Given text START

A reader asks:

Do light goggles or light therapy glasses work?


Head-mounted light therapy devices have been around for many years, the first by the same investigators who developed light box therapy for seasonal affective disorder at the U.S. National Institute of Mental Health (NIMH). In a multicenter U.S./Canada clinical trial, patients with SAD improved no differently on bright, “active” light or dim “placebo” light. Over the years, several other university labs and lighting companies have designed and promoted head- or eyeglass-mounted devices, on the assumed advantage that users would prefer to move around while taking light therapy for depression, even with sessions of 30 minutes, as with 10,000 lux light therapy. Other proposed uses have been for delayed sleep phase and jet lag, but there have been no clinical trials matching the rigorous model of the original NIMH study.

CET is waiting to see clear, positive results from multicenter, randomized, blinded, placebo-controlled trials, including ratings of tolerability for long-term use and comprehensive analysis of ophthalmologic and other physical side effects, before recommending any such device. It is important to recognize a potential downside to the ambulatory designs: The incident illumination is invariant with head movement, unlike the experience of outdoor illumination or light box therapy, and our eyes have evolved to receive stimulation under dynamically variable light exposure.

Given text END

**Task brief**
Reproduce the part of the passage on light therapy glasses starting with "CET is waiting" and going on through "variable light exposure.". The lines after this point are separate material, unrelated to the passage on light therapy glasses.

Recorded data START

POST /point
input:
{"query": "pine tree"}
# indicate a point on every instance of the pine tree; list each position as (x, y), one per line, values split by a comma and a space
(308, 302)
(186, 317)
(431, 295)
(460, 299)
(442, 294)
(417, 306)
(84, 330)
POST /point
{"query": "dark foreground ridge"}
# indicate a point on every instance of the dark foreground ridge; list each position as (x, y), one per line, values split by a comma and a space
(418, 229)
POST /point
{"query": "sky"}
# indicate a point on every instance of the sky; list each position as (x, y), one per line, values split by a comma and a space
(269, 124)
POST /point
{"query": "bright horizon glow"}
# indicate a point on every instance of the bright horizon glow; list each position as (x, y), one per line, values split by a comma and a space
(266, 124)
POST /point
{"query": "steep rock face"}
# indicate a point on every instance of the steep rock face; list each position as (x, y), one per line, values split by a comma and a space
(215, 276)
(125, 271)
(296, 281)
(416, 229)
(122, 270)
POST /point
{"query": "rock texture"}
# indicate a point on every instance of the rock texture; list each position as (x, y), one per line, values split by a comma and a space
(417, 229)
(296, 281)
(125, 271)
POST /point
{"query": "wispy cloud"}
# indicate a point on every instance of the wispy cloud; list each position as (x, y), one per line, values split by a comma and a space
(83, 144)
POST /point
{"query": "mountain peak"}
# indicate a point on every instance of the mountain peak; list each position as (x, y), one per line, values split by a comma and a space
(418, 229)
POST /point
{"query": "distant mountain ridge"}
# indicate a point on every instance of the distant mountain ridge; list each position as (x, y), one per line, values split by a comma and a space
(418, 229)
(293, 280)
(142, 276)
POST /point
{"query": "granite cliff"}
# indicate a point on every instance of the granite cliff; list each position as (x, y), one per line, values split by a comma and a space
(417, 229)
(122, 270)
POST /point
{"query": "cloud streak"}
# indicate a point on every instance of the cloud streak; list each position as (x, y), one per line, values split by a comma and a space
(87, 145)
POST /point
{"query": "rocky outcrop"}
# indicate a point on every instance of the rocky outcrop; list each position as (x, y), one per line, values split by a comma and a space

Recorded data END

**Problem solution**
CET is waiting to see clear, positive results from multicenter, randomized, blinded, placebo-controlled trials, including ratings of tolerability for long-term use and comprehensive analysis of ophthalmologic and other physical side effects, before recommending any such device. It is important to recognize a potential downside to the ambulatory designs: The incident illumination is invariant with head movement, unlike the experience of outdoor illumination or light box therapy, and our eyes have evolved to receive stimulation under dynamically variable light exposure.